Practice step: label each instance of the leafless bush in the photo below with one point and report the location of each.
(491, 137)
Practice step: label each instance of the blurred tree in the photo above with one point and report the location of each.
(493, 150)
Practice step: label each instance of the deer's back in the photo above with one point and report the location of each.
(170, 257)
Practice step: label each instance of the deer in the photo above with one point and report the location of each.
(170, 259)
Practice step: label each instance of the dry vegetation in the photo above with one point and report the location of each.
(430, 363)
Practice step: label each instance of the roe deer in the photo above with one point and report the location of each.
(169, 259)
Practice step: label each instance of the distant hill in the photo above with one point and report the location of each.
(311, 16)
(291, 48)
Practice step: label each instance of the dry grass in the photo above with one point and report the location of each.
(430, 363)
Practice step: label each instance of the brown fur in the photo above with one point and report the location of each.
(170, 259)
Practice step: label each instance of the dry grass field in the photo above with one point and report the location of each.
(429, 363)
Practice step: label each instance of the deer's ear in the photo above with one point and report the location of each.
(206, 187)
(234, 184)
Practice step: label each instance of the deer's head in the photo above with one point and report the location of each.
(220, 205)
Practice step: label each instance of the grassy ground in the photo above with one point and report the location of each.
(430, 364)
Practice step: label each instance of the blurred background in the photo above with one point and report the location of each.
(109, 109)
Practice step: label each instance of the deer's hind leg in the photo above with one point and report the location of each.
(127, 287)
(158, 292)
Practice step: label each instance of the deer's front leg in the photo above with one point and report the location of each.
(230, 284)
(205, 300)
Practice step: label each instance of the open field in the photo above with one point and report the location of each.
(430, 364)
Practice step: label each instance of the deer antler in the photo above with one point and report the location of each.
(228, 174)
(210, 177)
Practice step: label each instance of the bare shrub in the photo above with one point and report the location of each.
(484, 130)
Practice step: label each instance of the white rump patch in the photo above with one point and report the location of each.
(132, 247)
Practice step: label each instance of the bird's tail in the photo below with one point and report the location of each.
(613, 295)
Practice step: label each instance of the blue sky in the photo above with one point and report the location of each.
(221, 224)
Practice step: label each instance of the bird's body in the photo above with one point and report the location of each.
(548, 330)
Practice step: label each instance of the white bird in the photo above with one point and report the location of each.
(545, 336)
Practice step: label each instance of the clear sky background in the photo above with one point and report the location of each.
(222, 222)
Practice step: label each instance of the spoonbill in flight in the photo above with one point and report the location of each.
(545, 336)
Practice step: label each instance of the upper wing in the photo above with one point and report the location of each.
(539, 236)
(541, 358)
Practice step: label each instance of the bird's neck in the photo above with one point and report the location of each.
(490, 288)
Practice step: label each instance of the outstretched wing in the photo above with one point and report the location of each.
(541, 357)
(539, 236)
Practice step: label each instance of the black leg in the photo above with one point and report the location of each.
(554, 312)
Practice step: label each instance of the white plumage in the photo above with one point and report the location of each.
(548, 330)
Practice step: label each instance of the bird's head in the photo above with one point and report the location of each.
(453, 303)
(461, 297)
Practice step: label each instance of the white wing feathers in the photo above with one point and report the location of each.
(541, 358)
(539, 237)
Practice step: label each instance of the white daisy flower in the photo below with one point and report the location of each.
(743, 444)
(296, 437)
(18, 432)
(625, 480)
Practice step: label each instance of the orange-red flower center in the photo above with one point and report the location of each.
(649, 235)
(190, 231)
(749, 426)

···

#### [TASK ITEM]
Every record must be output again with its wording unchanged.

#### [SOLVED EXERCISE]
Practice step: label each instance of the leafless bush in the photo below with one point and report the location of each.
(491, 137)
Practice step: label each instance of the blurred tree in the photo above with one point and report the location of each.
(493, 150)
Practice step: label each instance of the deer's back in the photo above with one point and report the location of each.
(170, 257)
Practice step: label each instance of the deer in the photo above with one point and report the location of each.
(170, 259)
Practice step: label each instance of the dry vegetation in the photo above with one point and report the location of each.
(430, 363)
Practice step: label each instance of the roe deer in the photo above with one point and report the location of each.
(169, 259)
Practice step: label each instance of the distant hill in the photo above with one point and report the location of each.
(311, 16)
(291, 48)
Practice step: label each instance of the dry grass in the photo above with one point and report the location of each.
(430, 363)
Practice step: label each instance of the brown fur in the photo above with one point and report the location of each.
(170, 259)
Practice step: label each instance of the dry grass field in the photo above with one point and report the location of each.
(429, 363)
Practice step: label each instance of the deer's ear in the photo above with one point and report the location of each.
(206, 187)
(234, 184)
Practice step: label each instance of the deer's head in the photo above with one point and report the location of each.
(220, 205)
Practice step: label each instance of the grassy ground in the photo above with one point and report the location of each.
(430, 364)
Practice step: label each instance of the blurred background in the photo above with one point and report the location of each.
(109, 109)
Practice step: label each instance of the deer's hind leg in the photo above with one point and report the location of each.
(127, 287)
(158, 292)
Practice step: label each instance of the deer's front leg in the photo above with one point and report the location of each.
(230, 284)
(205, 300)
Practice step: label each instance of the open field in the photo above with one point and report the location of each.
(430, 364)
Practice step: label each instance of the deer antler in the photo above with one point and report the location of each.
(228, 174)
(210, 177)
Practice step: label each instance of the bare shrub in the photo above with one point and report the location of each.
(484, 130)
Practice step: label each instance of the white rump patch in the photo above with one point and report the location of each.
(132, 247)
Practice step: label each instance of the bird's tail in the photo below with one point and report the location of each.
(613, 295)
Practice step: label each instance of the blue sky in the photo above with one point and report the location of each.
(221, 224)
Practice step: label each instance of the bird's body in the photo above with one point and report the location of each.
(548, 330)
Practice step: label each instance of the white bird in the photo above with one point and report the location of each.
(545, 336)
Practice step: label each instance of the clear sky background in the photo above with one point and report the location of each.
(222, 222)
Practice step: label each instance of the spoonbill in flight in the photo above with one point and report the location of each.
(545, 336)
Practice step: label each instance of the upper wing in the photo above with one point and report the location of each.
(539, 236)
(541, 358)
Practice step: label each instance of the bird's neck in the photo above with one point and report the location of each.
(490, 288)
Practice step: label each instance of the outstretched wing in the photo above with one point and report the location of each.
(541, 357)
(539, 236)
Practice step: label each instance of the black leg in the photo above with one point and report the location of each.
(554, 312)
Practice step: label each instance of the white plumage in the photo above with one point and report the location of each.
(548, 330)
Practice step: label each instance of the bird's head in the photo above with one point and report the location of each.
(453, 303)
(461, 297)
Practice step: label each instance of the white wing feathers in the photo above with one point and report the location of each.
(541, 358)
(539, 237)
Practice step: label each instance of the white daisy flower in the photo below with one point and report the location of each.
(743, 444)
(296, 437)
(18, 432)
(625, 480)
Practice step: label each instance of the orange-red flower center in the photo above with one point and report the location of each.
(649, 235)
(190, 231)
(749, 426)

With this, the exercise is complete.